══ Exercise text

“My father was Exalted Ruler of Wheeling Lodge No. 28 the year I was born,” said Ted. “He coached the Ritual team for many years. I knew the Eleven O’Clock Toast by the time I was 7.”
Ted always knew that one day he would follow in his father’s footsteps and join the Elks. Ted’s father, Lester C. Hess, Sr., was a shrewd man, and when Ted was in his final year of law school at West Virginia University, he offered his son sage advice.
“Lawsuits are adversarial procedures,” the elder Hess said. “You’re bound to make some foes. Join the Lodge now before one of them has a chance to blackball you!”
Ted didn’t take much persuading—many of his friends were already members of the Lodge. In addition, he was newly married to Becky Eades, and the Lodge had fun dances and an excellent restaurant and lounge that was perfect for the newlyweds.
Ted dove head-first into both governance and community activities.
Soon, he blazed his own trail through Elkdom. He served the district and then the state association on numerous committees and in positions of leadership. He was a member of the Grand Lodge Committee on Judiciary and the Board of Grand Trustees, and in July 1991, he was elected national president of the Order.

════
══ Record extracts

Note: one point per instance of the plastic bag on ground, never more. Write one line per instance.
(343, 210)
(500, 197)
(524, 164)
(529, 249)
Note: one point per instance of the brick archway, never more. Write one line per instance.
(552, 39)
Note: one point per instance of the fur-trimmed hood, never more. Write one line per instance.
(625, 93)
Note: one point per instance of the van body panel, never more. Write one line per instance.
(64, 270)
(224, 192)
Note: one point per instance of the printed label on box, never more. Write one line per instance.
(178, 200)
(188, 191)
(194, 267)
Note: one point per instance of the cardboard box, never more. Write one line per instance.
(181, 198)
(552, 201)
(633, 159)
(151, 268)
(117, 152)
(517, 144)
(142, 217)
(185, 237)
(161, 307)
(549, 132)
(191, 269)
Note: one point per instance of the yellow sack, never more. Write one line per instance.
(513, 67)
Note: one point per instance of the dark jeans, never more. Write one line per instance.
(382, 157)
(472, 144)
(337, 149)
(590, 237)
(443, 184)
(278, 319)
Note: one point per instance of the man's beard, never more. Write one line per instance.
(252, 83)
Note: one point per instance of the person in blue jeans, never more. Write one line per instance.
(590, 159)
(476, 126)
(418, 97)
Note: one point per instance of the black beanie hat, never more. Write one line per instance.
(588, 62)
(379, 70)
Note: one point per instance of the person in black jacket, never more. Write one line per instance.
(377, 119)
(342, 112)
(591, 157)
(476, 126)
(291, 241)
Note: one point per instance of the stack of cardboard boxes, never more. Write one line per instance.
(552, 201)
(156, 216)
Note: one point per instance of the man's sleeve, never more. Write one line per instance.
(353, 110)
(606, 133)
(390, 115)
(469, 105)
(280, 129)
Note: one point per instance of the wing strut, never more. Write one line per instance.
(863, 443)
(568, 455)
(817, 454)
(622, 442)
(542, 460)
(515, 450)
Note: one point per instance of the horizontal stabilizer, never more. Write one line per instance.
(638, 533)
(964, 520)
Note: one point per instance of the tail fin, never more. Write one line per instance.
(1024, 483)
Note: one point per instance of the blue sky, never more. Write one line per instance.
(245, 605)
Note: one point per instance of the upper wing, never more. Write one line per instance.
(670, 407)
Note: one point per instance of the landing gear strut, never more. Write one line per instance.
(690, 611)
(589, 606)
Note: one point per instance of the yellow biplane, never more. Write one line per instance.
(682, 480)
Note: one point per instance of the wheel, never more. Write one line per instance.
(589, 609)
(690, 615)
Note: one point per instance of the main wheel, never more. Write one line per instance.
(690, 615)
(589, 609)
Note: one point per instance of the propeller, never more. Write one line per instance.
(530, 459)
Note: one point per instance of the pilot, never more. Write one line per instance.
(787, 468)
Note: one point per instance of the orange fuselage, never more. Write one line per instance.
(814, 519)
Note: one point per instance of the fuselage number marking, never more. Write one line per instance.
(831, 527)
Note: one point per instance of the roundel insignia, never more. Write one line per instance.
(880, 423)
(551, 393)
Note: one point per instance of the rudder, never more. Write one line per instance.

════

Work order: According to the text on Ted Hess, why did his father urge him to join the Lodge while Ted was still in his final year of law school? Answer in one to three sentences.

Answer: His father pointed out that lawsuits are adversarial procedures, so Ted was bound to make some foes as a lawyer. Joining the Lodge right away would keep any of those foes from having a chance to blackball him.